_Task_: Reproduce the rows from the line containing "Target: turquoise water" through the line containing "x=388 y=355", both included, with the requests kept as they are and 7 added to each coordinate in the answers. Leave out every other row.

_Supplied material_:
☆ ☆ ☆ ☆

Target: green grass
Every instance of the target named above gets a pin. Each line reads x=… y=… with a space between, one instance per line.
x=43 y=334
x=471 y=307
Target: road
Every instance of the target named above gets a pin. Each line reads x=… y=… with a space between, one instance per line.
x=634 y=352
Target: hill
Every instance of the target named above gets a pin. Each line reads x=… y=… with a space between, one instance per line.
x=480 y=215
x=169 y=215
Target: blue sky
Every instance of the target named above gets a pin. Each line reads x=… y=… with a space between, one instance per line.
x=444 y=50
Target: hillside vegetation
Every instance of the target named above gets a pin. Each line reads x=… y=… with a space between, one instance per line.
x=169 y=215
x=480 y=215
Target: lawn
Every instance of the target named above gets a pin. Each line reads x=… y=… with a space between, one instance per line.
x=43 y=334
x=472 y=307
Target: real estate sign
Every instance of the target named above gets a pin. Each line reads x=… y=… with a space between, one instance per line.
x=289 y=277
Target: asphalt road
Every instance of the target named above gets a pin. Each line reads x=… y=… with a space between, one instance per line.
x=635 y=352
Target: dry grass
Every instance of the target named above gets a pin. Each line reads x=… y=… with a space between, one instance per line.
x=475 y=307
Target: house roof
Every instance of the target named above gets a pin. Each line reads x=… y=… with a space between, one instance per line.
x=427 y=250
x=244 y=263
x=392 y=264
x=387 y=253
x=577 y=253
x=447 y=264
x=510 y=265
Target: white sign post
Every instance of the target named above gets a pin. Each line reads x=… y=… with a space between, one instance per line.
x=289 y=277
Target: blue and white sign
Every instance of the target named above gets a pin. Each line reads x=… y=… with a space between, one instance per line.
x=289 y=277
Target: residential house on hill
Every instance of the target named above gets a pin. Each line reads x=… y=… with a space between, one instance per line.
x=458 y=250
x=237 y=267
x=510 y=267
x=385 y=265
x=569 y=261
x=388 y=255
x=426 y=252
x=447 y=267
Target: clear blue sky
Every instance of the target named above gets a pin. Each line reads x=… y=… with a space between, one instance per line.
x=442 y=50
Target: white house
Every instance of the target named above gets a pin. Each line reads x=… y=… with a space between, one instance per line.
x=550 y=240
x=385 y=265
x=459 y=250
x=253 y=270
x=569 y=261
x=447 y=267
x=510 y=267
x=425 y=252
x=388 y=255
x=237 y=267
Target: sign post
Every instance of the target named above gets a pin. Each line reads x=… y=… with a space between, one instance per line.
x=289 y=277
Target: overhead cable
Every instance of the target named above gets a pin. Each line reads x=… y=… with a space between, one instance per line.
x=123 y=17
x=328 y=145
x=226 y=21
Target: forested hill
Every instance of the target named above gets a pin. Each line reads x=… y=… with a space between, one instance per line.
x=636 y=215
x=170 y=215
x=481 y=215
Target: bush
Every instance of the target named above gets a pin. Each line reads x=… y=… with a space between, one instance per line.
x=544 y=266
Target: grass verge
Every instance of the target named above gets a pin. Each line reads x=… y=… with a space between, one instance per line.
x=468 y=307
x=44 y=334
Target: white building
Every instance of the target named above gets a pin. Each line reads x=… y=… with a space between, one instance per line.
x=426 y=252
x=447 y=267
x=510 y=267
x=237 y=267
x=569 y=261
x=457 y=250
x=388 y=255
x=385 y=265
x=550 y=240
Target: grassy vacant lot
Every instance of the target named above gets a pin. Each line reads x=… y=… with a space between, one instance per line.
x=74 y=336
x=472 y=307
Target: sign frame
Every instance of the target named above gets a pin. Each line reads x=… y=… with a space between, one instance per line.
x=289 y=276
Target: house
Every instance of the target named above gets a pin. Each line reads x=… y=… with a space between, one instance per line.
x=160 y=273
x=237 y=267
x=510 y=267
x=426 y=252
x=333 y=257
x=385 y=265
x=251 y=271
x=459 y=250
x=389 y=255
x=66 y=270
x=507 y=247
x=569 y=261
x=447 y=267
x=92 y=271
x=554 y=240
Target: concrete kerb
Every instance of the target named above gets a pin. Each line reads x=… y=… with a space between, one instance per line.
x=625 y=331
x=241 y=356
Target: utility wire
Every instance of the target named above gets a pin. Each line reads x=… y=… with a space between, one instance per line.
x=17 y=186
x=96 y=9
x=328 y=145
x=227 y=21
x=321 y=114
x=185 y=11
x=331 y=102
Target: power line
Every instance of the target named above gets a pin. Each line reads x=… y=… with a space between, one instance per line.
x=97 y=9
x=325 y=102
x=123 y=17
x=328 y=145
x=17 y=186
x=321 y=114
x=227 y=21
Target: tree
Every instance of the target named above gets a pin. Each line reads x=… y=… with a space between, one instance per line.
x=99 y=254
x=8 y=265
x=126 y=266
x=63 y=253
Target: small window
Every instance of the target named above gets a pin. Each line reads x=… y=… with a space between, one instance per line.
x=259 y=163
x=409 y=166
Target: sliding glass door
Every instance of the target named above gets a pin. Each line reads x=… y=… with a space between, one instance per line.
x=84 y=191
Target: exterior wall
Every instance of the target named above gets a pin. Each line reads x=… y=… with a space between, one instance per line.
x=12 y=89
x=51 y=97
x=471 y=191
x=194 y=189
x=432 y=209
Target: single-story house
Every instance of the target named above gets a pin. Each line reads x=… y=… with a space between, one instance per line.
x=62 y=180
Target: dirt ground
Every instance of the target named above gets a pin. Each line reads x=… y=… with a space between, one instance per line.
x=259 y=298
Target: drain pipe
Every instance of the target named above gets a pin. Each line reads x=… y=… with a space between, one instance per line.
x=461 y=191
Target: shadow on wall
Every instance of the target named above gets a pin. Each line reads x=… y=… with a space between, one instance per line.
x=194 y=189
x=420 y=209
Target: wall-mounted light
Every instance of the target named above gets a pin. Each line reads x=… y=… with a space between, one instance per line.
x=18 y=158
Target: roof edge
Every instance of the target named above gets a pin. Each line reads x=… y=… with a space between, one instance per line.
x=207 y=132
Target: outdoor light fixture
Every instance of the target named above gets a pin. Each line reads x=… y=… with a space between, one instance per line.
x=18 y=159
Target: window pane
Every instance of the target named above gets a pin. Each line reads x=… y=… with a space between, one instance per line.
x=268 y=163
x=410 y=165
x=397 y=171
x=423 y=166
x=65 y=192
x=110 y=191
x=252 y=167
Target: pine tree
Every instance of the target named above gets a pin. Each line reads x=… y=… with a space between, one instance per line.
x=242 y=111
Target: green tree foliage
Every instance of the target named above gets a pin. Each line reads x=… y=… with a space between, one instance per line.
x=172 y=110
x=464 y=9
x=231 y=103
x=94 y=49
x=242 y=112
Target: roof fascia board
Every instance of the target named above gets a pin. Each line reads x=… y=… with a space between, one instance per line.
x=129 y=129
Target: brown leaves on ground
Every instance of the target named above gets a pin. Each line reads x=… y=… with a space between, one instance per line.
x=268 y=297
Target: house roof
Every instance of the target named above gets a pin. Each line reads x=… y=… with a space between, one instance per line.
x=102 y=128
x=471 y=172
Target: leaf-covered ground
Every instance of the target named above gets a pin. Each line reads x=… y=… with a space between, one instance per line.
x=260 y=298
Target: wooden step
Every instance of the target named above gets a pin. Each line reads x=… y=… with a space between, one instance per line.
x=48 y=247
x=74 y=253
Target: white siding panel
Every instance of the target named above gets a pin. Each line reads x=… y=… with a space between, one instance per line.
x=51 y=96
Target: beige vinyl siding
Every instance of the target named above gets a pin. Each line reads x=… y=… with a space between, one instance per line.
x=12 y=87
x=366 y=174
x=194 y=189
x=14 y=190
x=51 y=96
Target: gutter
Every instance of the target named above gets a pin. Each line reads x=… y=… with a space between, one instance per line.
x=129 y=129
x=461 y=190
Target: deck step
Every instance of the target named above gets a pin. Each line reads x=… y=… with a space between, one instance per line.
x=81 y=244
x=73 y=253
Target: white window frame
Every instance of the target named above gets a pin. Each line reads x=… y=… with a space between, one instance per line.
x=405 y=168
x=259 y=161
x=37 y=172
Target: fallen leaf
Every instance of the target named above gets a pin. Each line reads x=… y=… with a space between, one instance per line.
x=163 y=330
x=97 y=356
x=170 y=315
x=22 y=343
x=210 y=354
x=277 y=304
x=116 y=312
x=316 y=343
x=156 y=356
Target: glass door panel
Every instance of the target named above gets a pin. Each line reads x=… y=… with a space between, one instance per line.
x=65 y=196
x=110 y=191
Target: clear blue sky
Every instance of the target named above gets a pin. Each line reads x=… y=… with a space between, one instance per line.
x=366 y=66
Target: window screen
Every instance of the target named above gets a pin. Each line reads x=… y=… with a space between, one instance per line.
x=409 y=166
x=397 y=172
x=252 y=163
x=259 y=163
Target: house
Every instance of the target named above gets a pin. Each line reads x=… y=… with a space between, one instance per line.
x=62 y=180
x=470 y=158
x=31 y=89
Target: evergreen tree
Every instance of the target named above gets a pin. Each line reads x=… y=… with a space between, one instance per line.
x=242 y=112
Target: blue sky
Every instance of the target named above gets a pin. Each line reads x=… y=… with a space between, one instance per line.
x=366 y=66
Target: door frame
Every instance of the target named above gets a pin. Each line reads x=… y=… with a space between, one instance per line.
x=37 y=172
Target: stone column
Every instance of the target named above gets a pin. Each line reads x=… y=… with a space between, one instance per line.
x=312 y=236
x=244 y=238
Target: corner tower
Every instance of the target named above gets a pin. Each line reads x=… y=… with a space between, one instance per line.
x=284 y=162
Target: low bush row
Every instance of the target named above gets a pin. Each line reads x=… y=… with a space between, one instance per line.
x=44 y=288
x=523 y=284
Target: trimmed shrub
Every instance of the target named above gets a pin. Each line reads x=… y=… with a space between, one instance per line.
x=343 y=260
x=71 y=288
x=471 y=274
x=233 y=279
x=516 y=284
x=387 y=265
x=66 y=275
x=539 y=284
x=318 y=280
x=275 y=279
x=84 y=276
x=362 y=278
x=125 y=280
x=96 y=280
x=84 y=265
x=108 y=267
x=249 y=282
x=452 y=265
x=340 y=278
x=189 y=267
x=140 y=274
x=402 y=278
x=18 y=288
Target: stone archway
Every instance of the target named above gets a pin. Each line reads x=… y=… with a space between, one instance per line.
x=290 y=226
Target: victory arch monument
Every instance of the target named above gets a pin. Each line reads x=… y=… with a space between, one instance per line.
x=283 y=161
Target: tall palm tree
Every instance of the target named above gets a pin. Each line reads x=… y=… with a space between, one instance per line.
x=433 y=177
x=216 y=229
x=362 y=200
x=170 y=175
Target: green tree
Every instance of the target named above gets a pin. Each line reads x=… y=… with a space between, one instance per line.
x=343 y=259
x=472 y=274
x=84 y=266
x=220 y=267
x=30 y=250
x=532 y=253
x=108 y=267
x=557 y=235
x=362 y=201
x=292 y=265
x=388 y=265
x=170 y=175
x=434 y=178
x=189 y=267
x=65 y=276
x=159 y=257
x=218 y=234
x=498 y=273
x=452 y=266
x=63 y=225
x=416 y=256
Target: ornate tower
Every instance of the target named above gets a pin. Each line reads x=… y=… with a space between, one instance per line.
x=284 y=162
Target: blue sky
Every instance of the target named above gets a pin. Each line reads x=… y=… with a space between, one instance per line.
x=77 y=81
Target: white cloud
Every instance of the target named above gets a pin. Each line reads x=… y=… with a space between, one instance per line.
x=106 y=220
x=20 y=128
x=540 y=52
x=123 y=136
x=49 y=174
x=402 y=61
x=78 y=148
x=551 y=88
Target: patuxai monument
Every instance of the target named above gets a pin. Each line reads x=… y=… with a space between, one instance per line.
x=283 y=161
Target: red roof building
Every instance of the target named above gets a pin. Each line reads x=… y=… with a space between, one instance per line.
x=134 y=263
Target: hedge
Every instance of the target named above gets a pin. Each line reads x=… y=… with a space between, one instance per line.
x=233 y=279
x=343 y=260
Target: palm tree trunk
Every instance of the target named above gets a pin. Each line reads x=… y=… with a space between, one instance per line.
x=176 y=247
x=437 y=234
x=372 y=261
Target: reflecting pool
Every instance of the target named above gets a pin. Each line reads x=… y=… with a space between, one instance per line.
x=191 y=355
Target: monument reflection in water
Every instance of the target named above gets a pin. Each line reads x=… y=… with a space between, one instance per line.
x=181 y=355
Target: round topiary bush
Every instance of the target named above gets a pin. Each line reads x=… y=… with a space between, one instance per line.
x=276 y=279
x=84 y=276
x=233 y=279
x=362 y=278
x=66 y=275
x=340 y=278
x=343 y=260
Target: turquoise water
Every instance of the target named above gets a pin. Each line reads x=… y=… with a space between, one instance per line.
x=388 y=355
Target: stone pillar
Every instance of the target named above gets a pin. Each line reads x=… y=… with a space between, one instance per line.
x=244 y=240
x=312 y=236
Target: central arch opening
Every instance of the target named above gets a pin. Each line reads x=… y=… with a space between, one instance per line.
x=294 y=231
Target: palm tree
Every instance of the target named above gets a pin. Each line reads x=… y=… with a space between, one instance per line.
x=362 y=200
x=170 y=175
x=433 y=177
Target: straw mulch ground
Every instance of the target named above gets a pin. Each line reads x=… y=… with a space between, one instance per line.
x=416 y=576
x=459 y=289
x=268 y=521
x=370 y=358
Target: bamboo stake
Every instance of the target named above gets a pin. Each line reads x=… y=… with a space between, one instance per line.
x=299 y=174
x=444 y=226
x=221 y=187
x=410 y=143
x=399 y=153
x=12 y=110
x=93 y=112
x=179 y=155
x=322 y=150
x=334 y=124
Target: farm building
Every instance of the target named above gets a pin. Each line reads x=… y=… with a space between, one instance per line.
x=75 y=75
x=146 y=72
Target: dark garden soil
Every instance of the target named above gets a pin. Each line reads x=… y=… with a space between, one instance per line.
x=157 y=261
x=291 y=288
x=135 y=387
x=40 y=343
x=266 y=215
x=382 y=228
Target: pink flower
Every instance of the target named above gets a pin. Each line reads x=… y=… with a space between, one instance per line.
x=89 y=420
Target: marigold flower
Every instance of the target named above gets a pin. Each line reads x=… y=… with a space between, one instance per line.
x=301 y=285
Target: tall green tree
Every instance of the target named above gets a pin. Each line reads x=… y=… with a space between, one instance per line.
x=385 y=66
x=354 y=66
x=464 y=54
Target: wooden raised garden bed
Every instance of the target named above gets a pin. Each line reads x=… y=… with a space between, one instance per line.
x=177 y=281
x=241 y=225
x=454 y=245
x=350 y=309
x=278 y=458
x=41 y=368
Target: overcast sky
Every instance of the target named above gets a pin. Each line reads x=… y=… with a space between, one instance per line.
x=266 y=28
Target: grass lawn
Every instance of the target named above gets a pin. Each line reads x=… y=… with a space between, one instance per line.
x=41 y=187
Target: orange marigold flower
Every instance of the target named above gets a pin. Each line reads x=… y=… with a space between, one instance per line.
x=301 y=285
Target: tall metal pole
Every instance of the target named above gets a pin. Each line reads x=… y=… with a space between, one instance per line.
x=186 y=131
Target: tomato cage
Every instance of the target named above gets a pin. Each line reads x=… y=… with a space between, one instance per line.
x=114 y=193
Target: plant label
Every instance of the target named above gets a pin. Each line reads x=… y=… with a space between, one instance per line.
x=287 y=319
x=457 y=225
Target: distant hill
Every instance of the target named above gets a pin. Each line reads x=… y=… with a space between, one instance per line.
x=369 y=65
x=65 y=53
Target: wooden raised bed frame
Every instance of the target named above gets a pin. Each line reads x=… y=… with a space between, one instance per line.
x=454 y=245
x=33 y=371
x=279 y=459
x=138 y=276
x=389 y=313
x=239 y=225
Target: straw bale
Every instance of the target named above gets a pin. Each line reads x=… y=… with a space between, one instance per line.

☆ ☆ ☆ ☆

_Solved exercise_:
Target: turquoise water
Every instance of the target named above gets a pin. Each line reads x=… y=… with a space between, one instance per line.
x=395 y=362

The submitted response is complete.